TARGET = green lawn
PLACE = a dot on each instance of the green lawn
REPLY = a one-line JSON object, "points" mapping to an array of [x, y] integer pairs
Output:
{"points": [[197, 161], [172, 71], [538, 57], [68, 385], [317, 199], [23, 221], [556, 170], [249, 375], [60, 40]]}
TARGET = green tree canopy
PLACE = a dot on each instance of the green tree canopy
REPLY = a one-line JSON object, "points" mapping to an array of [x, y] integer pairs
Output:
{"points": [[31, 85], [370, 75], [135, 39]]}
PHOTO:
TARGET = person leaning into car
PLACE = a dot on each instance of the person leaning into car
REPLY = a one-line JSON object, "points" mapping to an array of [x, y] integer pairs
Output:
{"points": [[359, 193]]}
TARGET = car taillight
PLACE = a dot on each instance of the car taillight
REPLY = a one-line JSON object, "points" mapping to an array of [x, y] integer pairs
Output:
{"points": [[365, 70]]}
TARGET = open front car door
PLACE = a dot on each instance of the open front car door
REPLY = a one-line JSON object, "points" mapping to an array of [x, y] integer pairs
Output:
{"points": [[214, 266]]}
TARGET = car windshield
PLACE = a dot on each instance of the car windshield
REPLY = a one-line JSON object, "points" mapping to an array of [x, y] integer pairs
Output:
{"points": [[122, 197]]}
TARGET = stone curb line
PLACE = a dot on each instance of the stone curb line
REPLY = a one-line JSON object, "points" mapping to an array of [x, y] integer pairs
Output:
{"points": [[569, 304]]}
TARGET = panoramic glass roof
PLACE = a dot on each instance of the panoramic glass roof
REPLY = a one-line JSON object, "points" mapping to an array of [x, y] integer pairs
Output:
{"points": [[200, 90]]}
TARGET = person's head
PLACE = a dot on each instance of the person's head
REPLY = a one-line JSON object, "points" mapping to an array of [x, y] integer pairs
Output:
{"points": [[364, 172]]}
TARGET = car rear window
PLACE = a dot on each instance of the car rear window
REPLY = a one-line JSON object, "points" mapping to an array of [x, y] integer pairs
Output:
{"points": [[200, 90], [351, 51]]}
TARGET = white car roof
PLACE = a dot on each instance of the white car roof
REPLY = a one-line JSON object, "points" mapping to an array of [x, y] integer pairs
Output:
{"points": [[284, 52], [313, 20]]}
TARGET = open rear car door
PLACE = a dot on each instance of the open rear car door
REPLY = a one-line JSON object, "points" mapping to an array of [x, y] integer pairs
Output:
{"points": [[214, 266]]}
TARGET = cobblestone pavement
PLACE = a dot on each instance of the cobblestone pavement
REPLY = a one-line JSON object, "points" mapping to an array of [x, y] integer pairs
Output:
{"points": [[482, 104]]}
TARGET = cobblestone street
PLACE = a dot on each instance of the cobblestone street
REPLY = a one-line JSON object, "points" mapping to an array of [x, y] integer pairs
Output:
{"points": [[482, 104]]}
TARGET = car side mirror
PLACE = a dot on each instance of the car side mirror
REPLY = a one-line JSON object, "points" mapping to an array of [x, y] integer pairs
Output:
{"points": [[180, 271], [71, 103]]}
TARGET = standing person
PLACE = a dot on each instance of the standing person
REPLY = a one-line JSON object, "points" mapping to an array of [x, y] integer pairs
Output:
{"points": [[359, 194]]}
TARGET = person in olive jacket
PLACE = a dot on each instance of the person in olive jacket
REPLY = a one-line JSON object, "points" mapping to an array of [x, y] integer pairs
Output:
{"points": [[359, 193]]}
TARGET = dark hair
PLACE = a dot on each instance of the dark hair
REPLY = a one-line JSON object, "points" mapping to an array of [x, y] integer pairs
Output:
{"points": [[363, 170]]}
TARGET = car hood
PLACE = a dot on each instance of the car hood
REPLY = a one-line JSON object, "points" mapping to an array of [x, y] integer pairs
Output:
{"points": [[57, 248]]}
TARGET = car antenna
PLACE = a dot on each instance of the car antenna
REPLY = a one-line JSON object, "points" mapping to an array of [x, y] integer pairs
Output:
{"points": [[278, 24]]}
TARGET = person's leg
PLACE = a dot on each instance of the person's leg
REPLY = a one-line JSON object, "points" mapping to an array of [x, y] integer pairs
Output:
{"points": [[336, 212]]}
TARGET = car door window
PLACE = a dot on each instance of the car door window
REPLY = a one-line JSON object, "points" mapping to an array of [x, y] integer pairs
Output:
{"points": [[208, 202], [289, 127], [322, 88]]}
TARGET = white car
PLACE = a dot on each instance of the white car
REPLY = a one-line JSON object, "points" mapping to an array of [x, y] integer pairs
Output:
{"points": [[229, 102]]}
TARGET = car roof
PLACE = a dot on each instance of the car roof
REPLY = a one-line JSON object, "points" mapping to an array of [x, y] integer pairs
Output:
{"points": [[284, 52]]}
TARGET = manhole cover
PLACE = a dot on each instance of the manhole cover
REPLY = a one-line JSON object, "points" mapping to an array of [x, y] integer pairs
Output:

━━━━━━━━━━━━━━━━━━━━━━━━━━━━━━

What the task requires - Lines from the one with "TARGET = manhole cover" through the last line of the listing above: return these exactly, and nothing else.

Solved problem -
TARGET = manhole cover
PLACE = a dot on each instance of the manhole cover
REPLY = a one-line JSON object, "points" mapping to an array of [x, y] integer pairs
Output:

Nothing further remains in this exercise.